THE FUR-TRADE AND AMERICAN INDEPENDENCE.

From the year 1679, when La Salle and Hennepin crossed Lake Erie with the first vessel that had ever disturbed the waters of that lake, the face of the country had been, down to the time of the English occupation, but little changed. During the period of the French power in this quarter, the fur-trade had been vigorously carried on along the great chain of lakes, and through every channel in which it could be made to circulate, either by companies chartered for that object, or by individual enterprise. The cou reurs des bois, who acted, says La Honton, "like East Indiamen and pirates," returning periodically from their inland voyages to swell the population at the different posts, brought with them in bark canoes the furs and peltry which they had collected, and deposited them at the factories erected to receive them; from thence they were at regular seasons transported to the headquarters of the trade at Montreal and Quebec, where they were shipped for Europe.

The principal channels through which this traffic was carried on between the upper and lower provinces continued to be the Ottawa river or Lake Erie, the packs, when the latter course was adopted, being transported across the portage of Niagara Falls upon the backs of the traders.

The condition of this trade under the French, although depending much on the peculiar character of the people, was essentially modified by the positive operation of the laws. The government of the colony was, it is true, exercised with apparent mildness, but still it was impressed with those harsh principles which characterized the most aristocratic period of the Bourbons. Even the form of land distribution, founded on the Coutume de Paris, was extended to the French colonies of the West. Its operation was exceedingly oppressive, and greatly retarded the growth of the settlement. It confined the energies of the people to narrow tracts of land, granted under burdensome conditions, placing them in the power of seigneurs, which was but another name for masters, instead of opening the broad and fertile bosom of the West to free and unencumbered industry, such as is now effecting such extraordinary changes in that region under the equal laws of our own Republic. The people under this system were but the mere appendages of large corporations, parts of a vast machine which was planned and kept in motion solely for the benefit of royal monopolies.

▶ _STATED PROBLEM_: Reproduce word for word the part of the fur-trade excerpt that opens with the words containing "The principal channels" and closes with "of the traders.". The data that comes next has no connection to the excerpt on the fur trade.

▶ _COLLECTED DATA_:
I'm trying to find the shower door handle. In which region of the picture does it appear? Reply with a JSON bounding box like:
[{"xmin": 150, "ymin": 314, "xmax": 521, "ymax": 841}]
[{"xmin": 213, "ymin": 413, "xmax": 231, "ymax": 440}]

▶ _THE ANSWER_:
The principal channels through which this traffic was carried on between the upper and lower provinces continued to be the Ottawa river or Lake Erie, the packs, when the latter course was adopted, being transported across the portage of Niagara Falls upon the backs of the traders.